__Required work__
Gather each line of the records below that contains the word "with", treating uppercase and lowercase as different.
--- Begin Data rows ---
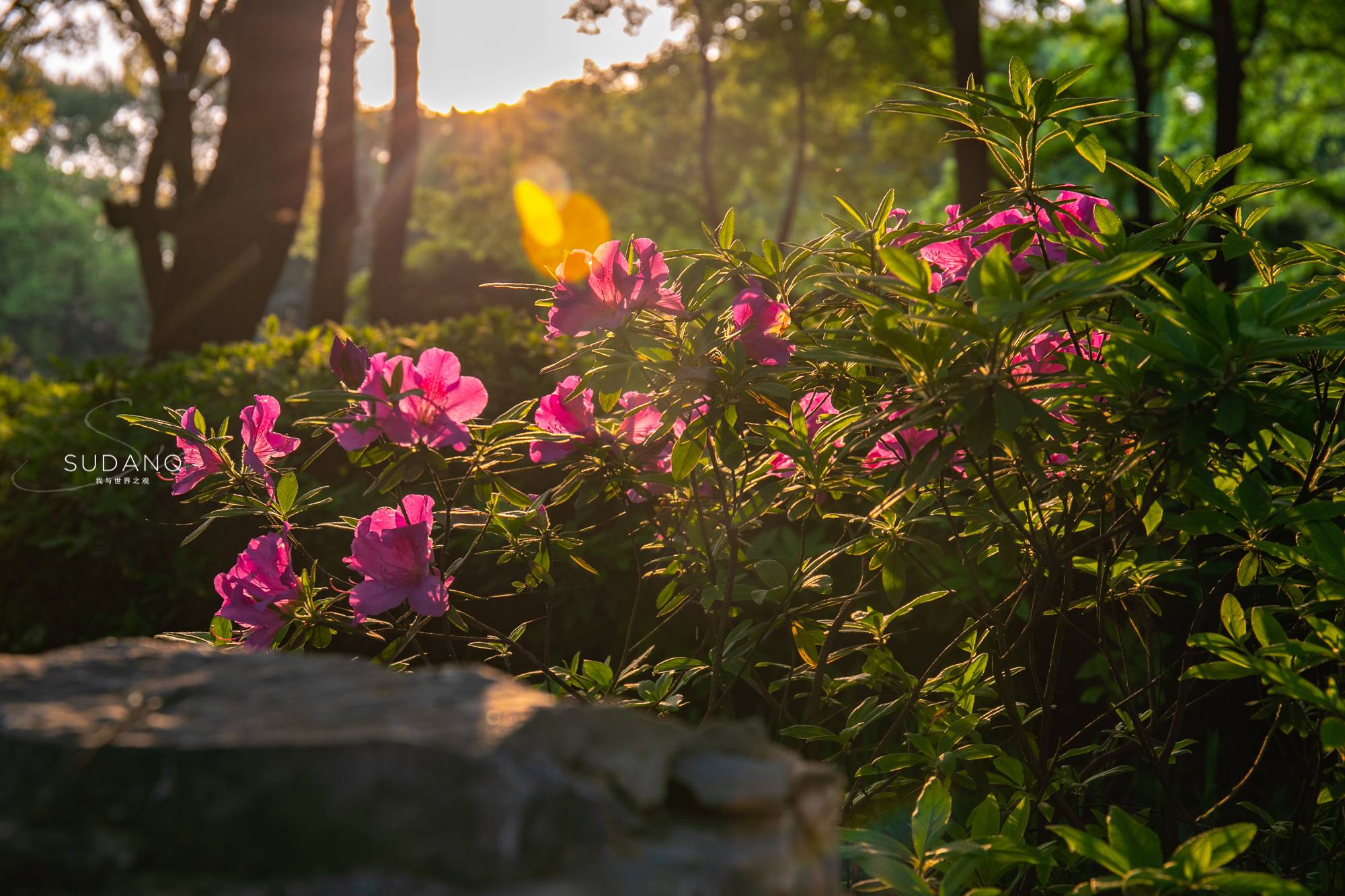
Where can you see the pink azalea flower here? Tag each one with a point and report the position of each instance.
(642, 420)
(1043, 356)
(450, 400)
(637, 430)
(905, 444)
(263, 446)
(260, 584)
(566, 412)
(761, 325)
(602, 291)
(373, 413)
(957, 256)
(1077, 213)
(393, 551)
(434, 419)
(816, 405)
(198, 460)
--- End Data rows ---
__Written response__
Where can you see the pink azalea flower here? Tag each one with a point and report the position of each instance.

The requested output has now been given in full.